**Texte extrait:**
« Je préfère mourir que de vivre dans la honte ». Après la mort d’Œdipe à Thèbes, il fut décidé que chacun de ses deux fils, Etéocle et Polynice, régneraient tour à tour. Mais Etéocle refusant de céder sa place à son frère jumeau, ils se livrèrent alors une bataille sans merci qui se termina par la mort des deux hommes. « Voilà bien le signe de la tyrannie : elle peut dire et faire tout ce qui lui plait ». Leur oncle Créon prenant la tête du pouvoir, il décida de donner tous les honneurs funéraires à Etéocle tandis que la dépouille de Polynice serait laissée aux chiens. Antigone se refusant à cette perspective décide d’aller à l’encontre de la volonté du roi en recouvrant de terre le corps de son frère. Bravant l’interdit et les lois de la Cité, elle sera condamnée à être emmurée vivante, ce à quoi se refuse Hémon, son fiancé et fils de Créon.
Grand chef d’œuvre de la Tragédie Grecque, Antigone de Sophocle, questionne le poids du destin et des processus inexorables, les conflits entre morts et vivants, le tout sur fond de querelles politiques et religieuses. Bien qu’ancien, le texte résonne violemment avec la réalité d’aujourd’hui, surtout quand la pièce est interprétée par les comédiens du Théâtre National Palestinien…
Sophocle ou l’incandescente parole
Plus de deux millénaires après sa création, l’éternité de cette tragédie est presque tangible tant le texte fait sens. « De grands malheurs peuvent être le résultat de petits profits ». Pièce entièrement jouée en arabe, surtitrée en français, par des comédiens palestiniens, l’effet n’en est que plus puissant. Adel Hakim signe une mise en scène autant artistique que politique, et la scénographie d’Yves Collet se veut au service du texte. Les costumes contemporains placent la pièce dans une indéniable modernité dérangeante. Loin des interprétations convenues, les interprètes dynamiques et déterminés se livrent à des face à face redoutables, tel celui opposant Antigone enchainée à Créon. La parole de Sophocle opère à travers, notamment, le corps et la voix de Shaden Salim qui habite magistralement une Antigone prête à mourir au nom de ses convictions. « Le plus détestable c’est le criminel qui se vante d’être un héros ». Les dialogues sont ponctués par les musiques du Trio Joubran et la voix du poète palestinien Mahmoud Darwich, décédé en 2008, sur lesquelles les artistes se livrent à des gestuelles précises et poignantes. Si Antigone questionne la loi des hommes et celle des dieux, la pièce est également, et peut-être même avant tout, un message d’espoir et de paix à ne pas manquer.

**À faire:**
Répondez à ces questions sur la critique :
1. Lequel des deux fils d'Œdipe refuse de céder sa place à son frère ?
2. Quelle comédienne interprète Antigone ?
3. Dans quelle langue la pièce est-elle jouée ?
Les items ne servent à rien ici.

**Items:**
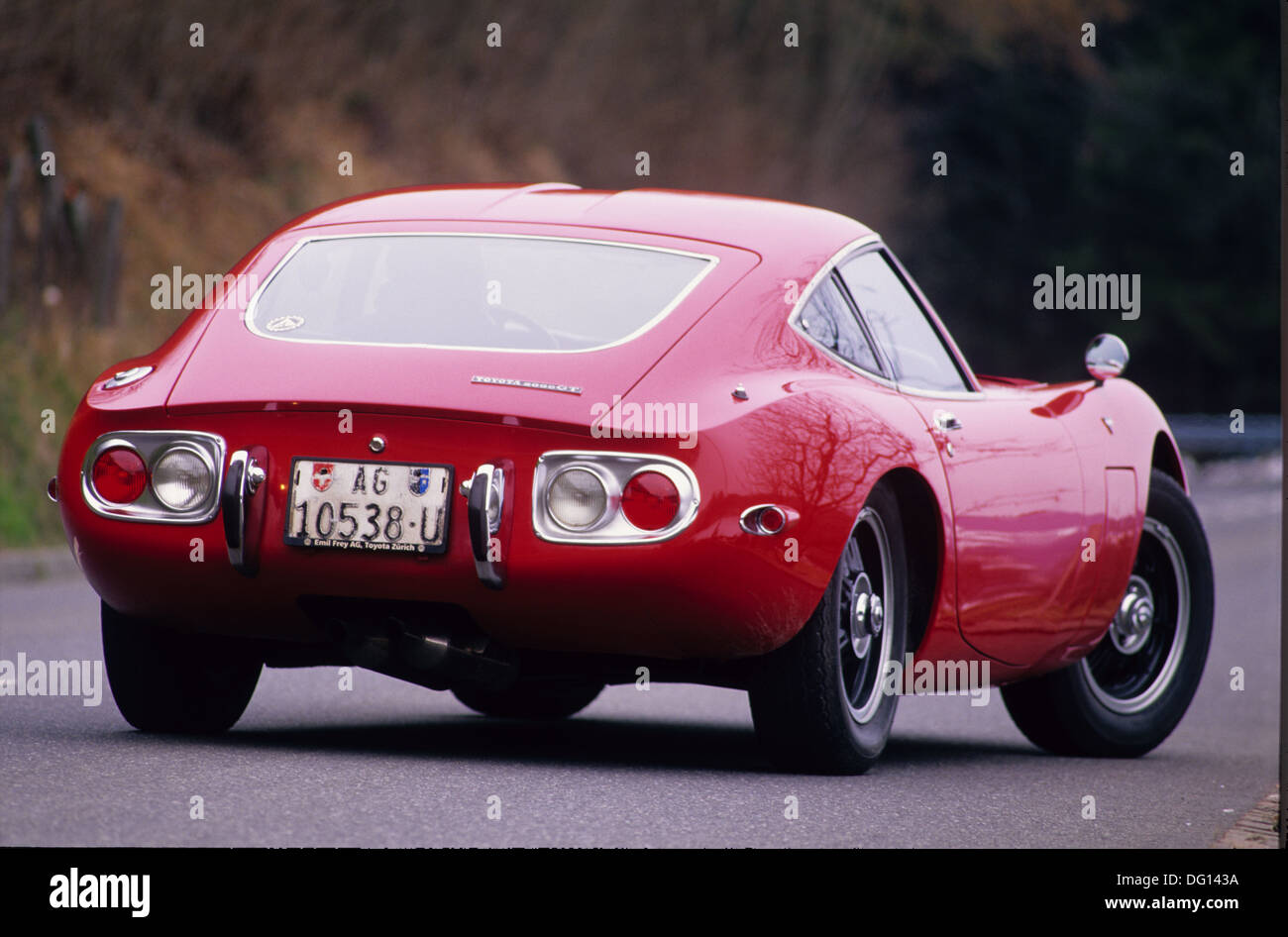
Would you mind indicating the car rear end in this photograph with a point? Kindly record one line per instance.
(352, 446)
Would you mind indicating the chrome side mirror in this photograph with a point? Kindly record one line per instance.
(1107, 357)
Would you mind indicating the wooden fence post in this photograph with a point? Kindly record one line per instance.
(107, 271)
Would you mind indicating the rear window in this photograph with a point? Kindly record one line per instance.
(497, 292)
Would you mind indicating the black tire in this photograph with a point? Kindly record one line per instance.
(1116, 704)
(165, 681)
(531, 699)
(811, 700)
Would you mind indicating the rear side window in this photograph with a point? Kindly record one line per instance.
(828, 319)
(912, 345)
(496, 292)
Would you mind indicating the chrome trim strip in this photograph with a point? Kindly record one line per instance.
(745, 520)
(614, 468)
(249, 317)
(151, 444)
(237, 464)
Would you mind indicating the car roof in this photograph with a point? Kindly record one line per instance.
(760, 224)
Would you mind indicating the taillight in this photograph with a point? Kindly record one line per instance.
(119, 475)
(651, 501)
(612, 497)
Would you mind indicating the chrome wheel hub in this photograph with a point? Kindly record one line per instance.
(1133, 667)
(867, 615)
(1131, 626)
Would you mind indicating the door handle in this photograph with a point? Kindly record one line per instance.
(945, 421)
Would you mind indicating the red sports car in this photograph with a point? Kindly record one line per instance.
(520, 443)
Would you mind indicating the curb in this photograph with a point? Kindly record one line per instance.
(37, 566)
(1257, 829)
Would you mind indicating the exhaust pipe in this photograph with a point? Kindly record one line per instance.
(428, 657)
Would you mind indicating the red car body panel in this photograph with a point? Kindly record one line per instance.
(1037, 471)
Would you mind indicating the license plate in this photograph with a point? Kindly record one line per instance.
(387, 507)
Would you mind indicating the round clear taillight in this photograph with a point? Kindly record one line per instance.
(651, 501)
(576, 498)
(181, 479)
(119, 475)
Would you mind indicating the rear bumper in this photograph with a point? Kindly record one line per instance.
(711, 592)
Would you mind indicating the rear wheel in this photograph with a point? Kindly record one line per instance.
(165, 681)
(1128, 694)
(816, 701)
(531, 699)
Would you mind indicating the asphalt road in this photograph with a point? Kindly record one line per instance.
(393, 765)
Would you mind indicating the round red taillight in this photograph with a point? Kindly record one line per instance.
(119, 475)
(651, 501)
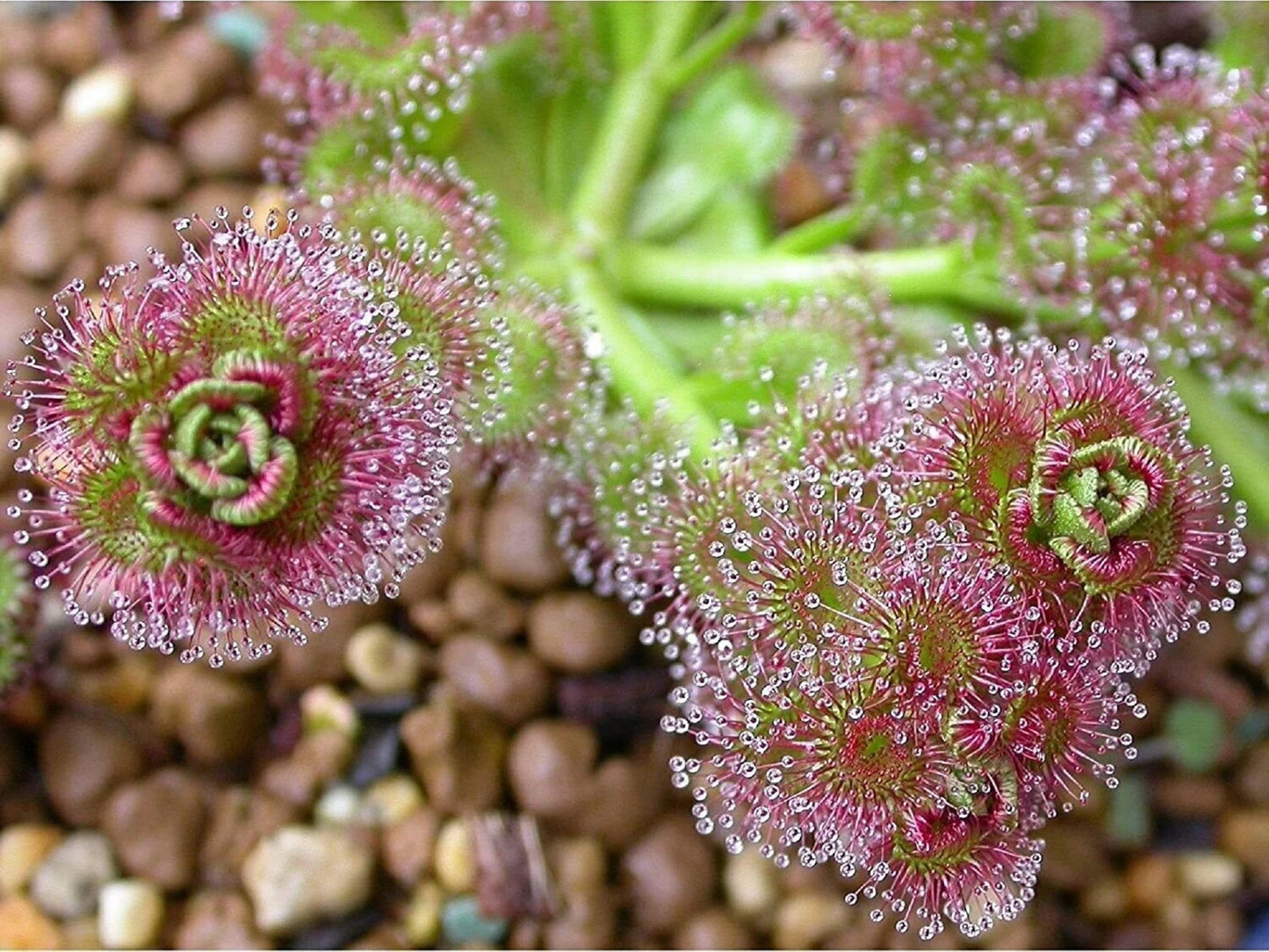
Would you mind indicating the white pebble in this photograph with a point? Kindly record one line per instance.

**Corrigé:**
1. Etéocle.
2. Shaden Salim.
3. En arabe, avec des surtitres en français.